» **Text to read**:
▼

The AARP has issued a fraud protection bulletin warning investors how to avoid becoming the victim of whoever happens to be peddling the next Ponzi scheme. Unfortunately, older investors are among the favorite prey of financial fraudsters. According Investor Protection Trusts CEO Don Blandin, one in five people in the 65 and over age group have already been exploited. Millions more are at risk.
To help investors, AARP has put out a description of five red flags warning of a possible financial scam:
1) The broker-adviser tells you that you wouldn’t be able to access your money during a “lock-up” period.
2) You feel pressure to invest now due to limited space or for some other reason. Give yourself time to do your own due diligence, make sure that the investment is legitimate, or seek the advice of others.

▲

» **What to work on**:
[A] Add 117 to every coordinate in the outlines within the records, from the start of the records through the line that contains "[[[32,196],[144,228],[144,91],[0,90],[0,167]]]", both ends included, and write out all of those lines again, requests and all.
[B] Resume the text on the AARP warning about financial scams, starting after its last sentence.
The text and the records have nothing to do with each other.

» **Material provided**:
▼

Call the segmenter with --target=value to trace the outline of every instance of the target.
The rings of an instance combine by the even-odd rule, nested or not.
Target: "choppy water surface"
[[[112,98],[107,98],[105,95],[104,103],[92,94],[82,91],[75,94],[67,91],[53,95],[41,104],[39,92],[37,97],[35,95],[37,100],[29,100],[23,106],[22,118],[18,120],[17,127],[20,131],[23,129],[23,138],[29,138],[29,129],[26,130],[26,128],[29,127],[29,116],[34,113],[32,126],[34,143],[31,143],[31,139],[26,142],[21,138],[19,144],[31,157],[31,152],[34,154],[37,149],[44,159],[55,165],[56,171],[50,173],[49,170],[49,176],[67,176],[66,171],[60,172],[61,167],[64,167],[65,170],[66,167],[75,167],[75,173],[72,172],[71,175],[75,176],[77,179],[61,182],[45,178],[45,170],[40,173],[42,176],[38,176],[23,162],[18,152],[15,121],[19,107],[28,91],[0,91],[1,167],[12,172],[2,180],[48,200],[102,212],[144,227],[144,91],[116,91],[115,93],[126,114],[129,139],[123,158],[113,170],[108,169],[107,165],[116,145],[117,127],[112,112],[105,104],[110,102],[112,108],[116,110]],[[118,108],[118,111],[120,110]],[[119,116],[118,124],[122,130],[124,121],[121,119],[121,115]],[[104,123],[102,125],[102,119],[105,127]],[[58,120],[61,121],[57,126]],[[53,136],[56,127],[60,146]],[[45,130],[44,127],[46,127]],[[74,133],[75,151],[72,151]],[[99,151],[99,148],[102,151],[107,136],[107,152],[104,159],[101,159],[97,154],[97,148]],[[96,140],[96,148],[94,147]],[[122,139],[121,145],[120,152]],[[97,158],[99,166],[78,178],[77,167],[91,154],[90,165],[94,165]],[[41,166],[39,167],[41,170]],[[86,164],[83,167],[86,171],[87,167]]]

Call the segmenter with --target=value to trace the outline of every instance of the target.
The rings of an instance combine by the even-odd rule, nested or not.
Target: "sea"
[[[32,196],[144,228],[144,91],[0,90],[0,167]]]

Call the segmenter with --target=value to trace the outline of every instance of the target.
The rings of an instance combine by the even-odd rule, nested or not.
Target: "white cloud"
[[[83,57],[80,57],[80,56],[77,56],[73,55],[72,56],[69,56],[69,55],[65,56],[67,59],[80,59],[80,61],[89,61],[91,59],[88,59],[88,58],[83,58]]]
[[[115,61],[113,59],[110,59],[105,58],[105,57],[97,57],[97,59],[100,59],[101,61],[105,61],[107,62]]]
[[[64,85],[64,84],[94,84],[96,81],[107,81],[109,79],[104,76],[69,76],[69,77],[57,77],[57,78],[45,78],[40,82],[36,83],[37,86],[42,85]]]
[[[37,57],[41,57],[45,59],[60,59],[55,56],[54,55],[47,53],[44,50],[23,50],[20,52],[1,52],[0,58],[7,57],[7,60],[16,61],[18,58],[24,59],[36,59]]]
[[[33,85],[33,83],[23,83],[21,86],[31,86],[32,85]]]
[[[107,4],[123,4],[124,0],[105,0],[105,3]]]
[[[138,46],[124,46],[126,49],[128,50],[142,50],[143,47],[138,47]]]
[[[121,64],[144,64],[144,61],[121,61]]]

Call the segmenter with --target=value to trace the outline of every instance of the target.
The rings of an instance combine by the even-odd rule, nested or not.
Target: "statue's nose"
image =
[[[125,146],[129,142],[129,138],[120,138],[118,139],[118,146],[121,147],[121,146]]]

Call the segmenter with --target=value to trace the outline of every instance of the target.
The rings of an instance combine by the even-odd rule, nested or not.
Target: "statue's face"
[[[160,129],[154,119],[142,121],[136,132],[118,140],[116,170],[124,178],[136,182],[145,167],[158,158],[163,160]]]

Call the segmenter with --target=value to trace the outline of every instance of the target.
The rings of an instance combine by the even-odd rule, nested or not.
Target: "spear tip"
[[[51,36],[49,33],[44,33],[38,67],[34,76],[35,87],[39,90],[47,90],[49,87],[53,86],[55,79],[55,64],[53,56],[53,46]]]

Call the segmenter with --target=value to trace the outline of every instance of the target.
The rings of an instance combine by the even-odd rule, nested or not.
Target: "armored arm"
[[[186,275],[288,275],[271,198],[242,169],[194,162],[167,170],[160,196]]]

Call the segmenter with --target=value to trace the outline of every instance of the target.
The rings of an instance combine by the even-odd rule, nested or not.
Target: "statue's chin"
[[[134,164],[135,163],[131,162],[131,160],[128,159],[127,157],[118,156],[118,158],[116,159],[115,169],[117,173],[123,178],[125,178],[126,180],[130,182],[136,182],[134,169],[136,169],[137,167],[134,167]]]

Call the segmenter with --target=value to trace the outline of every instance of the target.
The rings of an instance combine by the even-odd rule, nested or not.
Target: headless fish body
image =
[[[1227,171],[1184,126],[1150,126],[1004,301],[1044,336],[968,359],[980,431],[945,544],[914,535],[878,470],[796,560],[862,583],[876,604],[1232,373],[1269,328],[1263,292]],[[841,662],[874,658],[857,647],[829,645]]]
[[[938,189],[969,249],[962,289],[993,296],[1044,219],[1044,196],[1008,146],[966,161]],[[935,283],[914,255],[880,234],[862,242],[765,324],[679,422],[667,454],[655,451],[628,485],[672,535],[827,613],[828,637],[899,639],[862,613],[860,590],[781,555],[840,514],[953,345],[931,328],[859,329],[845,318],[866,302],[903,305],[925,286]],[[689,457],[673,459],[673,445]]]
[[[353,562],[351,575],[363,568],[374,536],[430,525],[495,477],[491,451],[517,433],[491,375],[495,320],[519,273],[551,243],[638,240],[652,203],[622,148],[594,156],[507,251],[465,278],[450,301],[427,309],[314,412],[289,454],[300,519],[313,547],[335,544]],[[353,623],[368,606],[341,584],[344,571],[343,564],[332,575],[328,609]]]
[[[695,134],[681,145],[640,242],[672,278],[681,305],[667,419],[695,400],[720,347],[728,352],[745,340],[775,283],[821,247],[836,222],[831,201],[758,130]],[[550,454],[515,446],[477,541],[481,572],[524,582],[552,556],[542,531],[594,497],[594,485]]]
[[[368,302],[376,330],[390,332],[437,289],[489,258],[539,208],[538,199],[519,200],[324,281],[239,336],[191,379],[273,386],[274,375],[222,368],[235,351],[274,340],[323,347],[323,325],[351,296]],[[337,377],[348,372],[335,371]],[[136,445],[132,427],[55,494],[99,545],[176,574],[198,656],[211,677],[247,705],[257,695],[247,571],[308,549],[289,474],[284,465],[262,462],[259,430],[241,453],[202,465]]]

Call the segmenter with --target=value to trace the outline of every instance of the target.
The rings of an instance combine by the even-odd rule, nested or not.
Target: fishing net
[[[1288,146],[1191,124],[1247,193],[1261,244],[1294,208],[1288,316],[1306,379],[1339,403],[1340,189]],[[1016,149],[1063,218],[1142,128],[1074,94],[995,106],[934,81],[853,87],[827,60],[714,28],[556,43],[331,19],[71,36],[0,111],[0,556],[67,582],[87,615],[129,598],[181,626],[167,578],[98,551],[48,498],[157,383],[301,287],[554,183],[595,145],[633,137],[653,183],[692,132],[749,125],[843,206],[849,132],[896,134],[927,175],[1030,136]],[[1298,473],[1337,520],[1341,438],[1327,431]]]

▲

» **Answers for the tasks**:
[A]
Call the segmenter with --target=value to trace the outline of every instance of the target.
The rings of an instance combine by the even-odd rule, nested or not.
Target: "choppy water surface"
[[[229,215],[224,215],[222,212],[221,220],[209,211],[199,208],[192,211],[184,208],[170,212],[158,221],[156,209],[154,214],[152,212],[154,217],[146,217],[140,223],[139,235],[135,237],[134,244],[137,248],[140,246],[140,255],[146,255],[146,246],[143,247],[143,245],[146,244],[146,233],[151,230],[149,243],[151,260],[148,260],[148,256],[143,259],[138,255],[136,261],[148,274],[148,269],[151,271],[154,266],[161,276],[172,282],[173,288],[167,290],[166,287],[166,293],[184,293],[183,288],[177,289],[178,284],[181,284],[182,287],[183,284],[192,284],[192,290],[189,289],[188,292],[192,293],[194,296],[178,299],[162,295],[162,287],[157,290],[159,293],[155,293],[140,279],[135,269],[132,238],[136,224],[145,208],[117,208],[118,284],[129,289],[119,297],[165,317],[219,329],[261,344],[261,208],[233,208],[232,210],[243,231],[246,256],[240,275],[230,287],[225,286],[224,282],[233,262],[234,244],[229,229],[222,221],[227,219],[229,225],[233,227]],[[235,225],[235,228],[237,227]],[[236,233],[235,241],[239,247],[241,238],[238,236],[238,232]],[[221,240],[219,242],[219,236],[222,244]],[[175,237],[178,238],[174,243]],[[170,253],[173,244],[177,263]],[[162,247],[161,244],[163,244]],[[191,250],[192,268],[189,268]],[[216,268],[216,265],[219,268],[224,253],[224,269],[221,276],[218,276],[214,271],[214,265]],[[213,257],[213,265],[211,264]],[[239,256],[238,262],[237,269]],[[214,275],[216,283],[195,295],[194,284],[208,271],[207,282],[211,282]],[[158,283],[156,284],[158,287]],[[203,281],[200,284],[203,288],[204,284]]]

Call the segmenter with --target=value to trace the outline of every instance of the target.
The rings of an instance combine by the even-odd rule, nested or not.
Target: "sea"
[[[149,313],[261,345],[261,208],[117,207],[117,284]]]

[B]
3) Sales pitches with a news hook. The North American Securities Administrators Association reports that in the last year alone, the leading financial frauds involved precious metal investments and distressed real estate, both involved topics that made headlines.
4) Investors that are being targeted belong to a group whose members may be possibly cognitively impaired, including elderly seniors that live alone (in particular, women).
5) Questionable marketing tactics, such as direct mail, telemarketing, and affinity pitches.
In the AARP’s bulletin, Louis Straney, a securities fraud expert who wrote the Investor’s Guide to Loss Recovery, says that it always a good idea to talk to a third party when considering an investment proposal. He also warns that just because the party making the proposal has a fancy office doesn’t mean that the investment is a legitimate one. He also recommends inquiring about an investment adviser’s qualifications and background.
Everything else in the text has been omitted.